_SOURCE TEXT_
Section F. Atypical Situations
71. Methods described in this section should be used only when a determination has already been made in Section D or E that positive indicators of hydrophytic vegetation, hydric soils, and/or wetland hydrology could not be found due to effects of recent human activities or natural events. This section is applicable to delineations made in the following types of situations:
a. Unauthorized activities. Unauthorized discharges requiring enforcement actions may result in removal or covering of indicators of one or more wetland parameters. Examples include, but are not limited to: (1) alteration or removal of vegetation; (2) placement of dredged or fill material over hydric soils; and/or (3) construction of levees, drainage systems, or dams that significantly alter the area hydrology. NOTE: This section should not be used for activities that have been previously authorize3-or those that are exempted from CE regulation. For example, this section is not applicable to areas that have been drained under CE authorization or that did not require CE authorization. Some of these areas may still be wetlands, but procedures described in Section D or E must be used in these cases.
b. Natural events. Naturally occurring events may result in either creation or alteration of wetlands. For example, recent beaver dams may impound water, thereby resulting in a shift of hydrology and vegetation to wetlands. However, hydric soil indicators may not have developed due to insufficient time having passed to allow their development. Fire, avalanches, volcanic activity, and changing river courses are other examples. NOTE: It is necessary to determine whether alterations to an area have resulted in changes that are now the "normal circumstances." The relative permanence of the change and whether the area is now functioning as a wetland must be considered.
c. Man-induced wetlands. Procedures described in Subsection 4 are for use in delineating wetlands that have been purposely or incidentally created by human activities, but in which wetland indicators of one or more parameters are absent. For example, road construction may have resulted in impoundment of water in an area that previously was nonwetland, thereby effecting hydrophytic vegetation and wetland hydrology in the area. However, the area may lack hydric soil indicators. NOTE: Subsection D is not intended to bring into CE jurisdiction those manmade wetlands that are exempted under CE regulations or policy. It is also important to consider whether the man-induced changes are now the "normal circumstances" for the area. Both the relative permanence of the change and the functioning of the area as a wetland are implied.

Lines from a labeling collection
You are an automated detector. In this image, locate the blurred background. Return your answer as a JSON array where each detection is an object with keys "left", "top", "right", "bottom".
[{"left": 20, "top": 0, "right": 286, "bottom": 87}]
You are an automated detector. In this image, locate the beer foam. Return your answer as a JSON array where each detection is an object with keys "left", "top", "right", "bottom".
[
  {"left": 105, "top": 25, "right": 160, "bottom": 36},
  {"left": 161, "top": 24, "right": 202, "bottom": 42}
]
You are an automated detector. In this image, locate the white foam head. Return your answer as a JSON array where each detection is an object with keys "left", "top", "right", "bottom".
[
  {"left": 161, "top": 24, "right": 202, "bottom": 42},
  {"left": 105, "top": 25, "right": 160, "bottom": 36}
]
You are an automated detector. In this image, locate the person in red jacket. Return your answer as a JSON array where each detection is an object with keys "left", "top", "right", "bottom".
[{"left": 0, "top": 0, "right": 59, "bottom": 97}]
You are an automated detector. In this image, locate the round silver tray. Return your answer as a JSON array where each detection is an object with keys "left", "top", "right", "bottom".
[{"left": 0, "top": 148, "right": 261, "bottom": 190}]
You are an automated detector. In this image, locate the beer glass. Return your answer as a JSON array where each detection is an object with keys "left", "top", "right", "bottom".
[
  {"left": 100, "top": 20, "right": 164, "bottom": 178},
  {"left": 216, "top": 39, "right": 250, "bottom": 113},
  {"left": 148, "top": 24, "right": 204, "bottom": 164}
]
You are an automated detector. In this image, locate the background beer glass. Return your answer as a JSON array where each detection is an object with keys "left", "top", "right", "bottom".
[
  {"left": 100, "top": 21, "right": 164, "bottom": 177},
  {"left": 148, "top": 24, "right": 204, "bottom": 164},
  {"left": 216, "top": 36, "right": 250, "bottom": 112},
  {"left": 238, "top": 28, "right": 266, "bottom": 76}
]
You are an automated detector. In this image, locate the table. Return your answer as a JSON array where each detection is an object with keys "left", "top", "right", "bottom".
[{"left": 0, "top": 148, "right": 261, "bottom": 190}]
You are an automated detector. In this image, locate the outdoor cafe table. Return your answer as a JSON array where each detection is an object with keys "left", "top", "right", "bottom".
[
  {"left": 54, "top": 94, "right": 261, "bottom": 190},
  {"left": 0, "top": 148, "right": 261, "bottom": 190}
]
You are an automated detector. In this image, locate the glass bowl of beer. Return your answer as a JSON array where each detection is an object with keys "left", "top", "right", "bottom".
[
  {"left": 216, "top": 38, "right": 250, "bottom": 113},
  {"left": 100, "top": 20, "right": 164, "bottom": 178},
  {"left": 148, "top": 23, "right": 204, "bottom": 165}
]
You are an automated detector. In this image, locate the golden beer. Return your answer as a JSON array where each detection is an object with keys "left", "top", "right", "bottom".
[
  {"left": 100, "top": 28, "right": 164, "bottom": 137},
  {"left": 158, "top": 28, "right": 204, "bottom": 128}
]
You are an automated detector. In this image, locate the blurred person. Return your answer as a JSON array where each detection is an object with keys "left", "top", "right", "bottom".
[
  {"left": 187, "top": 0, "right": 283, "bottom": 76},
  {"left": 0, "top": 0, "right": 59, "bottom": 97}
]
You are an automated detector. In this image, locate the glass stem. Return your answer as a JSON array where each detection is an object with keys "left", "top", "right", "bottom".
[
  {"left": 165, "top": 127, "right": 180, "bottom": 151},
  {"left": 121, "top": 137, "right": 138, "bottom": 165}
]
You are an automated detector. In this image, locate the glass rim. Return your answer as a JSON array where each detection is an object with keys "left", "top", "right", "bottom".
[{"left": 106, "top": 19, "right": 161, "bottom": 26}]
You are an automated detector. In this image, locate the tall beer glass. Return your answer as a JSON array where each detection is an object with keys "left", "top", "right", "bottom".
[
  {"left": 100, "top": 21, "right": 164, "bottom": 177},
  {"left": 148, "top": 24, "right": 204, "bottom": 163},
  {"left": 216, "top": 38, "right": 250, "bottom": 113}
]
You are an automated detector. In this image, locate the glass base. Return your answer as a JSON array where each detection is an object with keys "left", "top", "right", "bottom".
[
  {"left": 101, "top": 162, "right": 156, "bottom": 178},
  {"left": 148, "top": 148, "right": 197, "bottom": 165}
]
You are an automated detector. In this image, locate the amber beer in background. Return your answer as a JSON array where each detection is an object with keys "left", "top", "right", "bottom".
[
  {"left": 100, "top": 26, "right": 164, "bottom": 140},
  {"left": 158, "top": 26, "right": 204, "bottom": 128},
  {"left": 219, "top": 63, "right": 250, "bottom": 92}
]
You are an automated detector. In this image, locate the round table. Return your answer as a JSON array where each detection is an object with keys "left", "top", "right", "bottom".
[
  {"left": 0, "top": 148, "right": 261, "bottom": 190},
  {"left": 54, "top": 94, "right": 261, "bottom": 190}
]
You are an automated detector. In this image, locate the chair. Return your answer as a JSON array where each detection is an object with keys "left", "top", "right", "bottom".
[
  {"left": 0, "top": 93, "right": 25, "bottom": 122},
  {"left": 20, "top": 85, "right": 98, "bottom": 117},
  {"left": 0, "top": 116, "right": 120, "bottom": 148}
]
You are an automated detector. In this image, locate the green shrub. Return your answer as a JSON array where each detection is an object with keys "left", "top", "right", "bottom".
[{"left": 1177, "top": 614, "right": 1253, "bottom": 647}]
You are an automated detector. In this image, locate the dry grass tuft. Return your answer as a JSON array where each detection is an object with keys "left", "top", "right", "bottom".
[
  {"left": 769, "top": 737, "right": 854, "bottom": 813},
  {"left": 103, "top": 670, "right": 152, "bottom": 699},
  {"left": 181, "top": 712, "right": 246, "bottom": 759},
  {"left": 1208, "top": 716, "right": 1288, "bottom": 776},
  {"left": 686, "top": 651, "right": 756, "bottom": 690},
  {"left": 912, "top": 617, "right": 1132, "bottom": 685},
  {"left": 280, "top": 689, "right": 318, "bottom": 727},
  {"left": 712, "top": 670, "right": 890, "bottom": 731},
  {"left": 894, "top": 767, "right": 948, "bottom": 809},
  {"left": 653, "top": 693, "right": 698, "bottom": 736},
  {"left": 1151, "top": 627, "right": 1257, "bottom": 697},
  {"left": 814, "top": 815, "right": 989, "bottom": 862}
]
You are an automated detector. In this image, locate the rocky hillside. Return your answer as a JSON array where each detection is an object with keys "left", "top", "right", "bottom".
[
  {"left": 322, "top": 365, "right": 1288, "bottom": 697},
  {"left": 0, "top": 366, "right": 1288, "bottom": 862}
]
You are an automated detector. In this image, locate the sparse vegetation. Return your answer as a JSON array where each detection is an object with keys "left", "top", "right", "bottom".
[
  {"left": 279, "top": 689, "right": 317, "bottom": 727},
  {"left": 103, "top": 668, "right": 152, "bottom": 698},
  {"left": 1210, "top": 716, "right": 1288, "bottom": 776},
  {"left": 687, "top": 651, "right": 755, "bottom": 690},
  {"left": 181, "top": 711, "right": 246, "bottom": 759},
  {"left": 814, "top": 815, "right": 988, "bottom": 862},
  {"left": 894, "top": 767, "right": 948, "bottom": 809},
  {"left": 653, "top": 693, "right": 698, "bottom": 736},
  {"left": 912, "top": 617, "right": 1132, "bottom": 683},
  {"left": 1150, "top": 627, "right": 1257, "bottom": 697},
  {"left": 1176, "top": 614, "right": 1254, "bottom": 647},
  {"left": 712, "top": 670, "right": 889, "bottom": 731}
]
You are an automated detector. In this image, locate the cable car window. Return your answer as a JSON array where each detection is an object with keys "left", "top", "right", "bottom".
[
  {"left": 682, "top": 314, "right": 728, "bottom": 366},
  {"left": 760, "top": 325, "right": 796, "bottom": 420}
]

_TASK SET_
**1)** In the section on atypical situations, what can recent beaver dams do to an area?
**2)** Carry on the section on atypical situations from its last sentence.
The lines have no role in this work.

_WRITTEN RESPONSES_
**1)** They may impound water, shifting the area's hydrology and vegetation to wetlands.

**2)**
72. When any of the three types of situations described in paragraph 71 occurs, application of methods described in Sections D and/or E will lead to the conclusion that the area is not a wetland because positive wetland indicators for at least one of the three parameters will be absent. Therefore, apply procedures described in one of the following subsections (as appropriate) to determine whether positive indicators of hydrophytic vegetation, hydric soils, and/or wetland hydrology existed prior to alteration of the area. Once these procedures have been employed, RETURN TO Section D or E to make a wetland determination. PROCEED TO the appropriate subsection.
73. Employ the following steps to determine whether hydrophytic vegetation previously occurred:
• STEP 1 - Describe the Type of Alteration. Examine the area and describe the type of alteration that occurred. Look for evidence of selective harvesting, clear cutting, bulldozing, recent conversion to agriculture, or other activities (e.g., burning, discing, or presence of buildings, dams, levees, roads, parking lots, etc.). Determine the approximate date [It is especially important to determine whether the alteration occurred prior to implementation of Section 404.] when the alteration occurred. Record observations on DATA FORM 3, and PROCEED TO STEP 2.
• STEP 2 - Describe Effects on Vegetation. Record on DATA FORM 3 a general description of how the activities (STEP 1) have affected the plant communities. Consider the following:
a. Has all or a portion of the area been cleared of vegetation?
b. Has only one layer of the plant community (e.g. trees) been removed?
c. Has selective harvesting resulted in removal of some species?
d. Has all vegetation been covered by fill, dredged material, or structures?
e. Have increased water levels resulted in the death of some individuals?
PROCEED TO STEP 3.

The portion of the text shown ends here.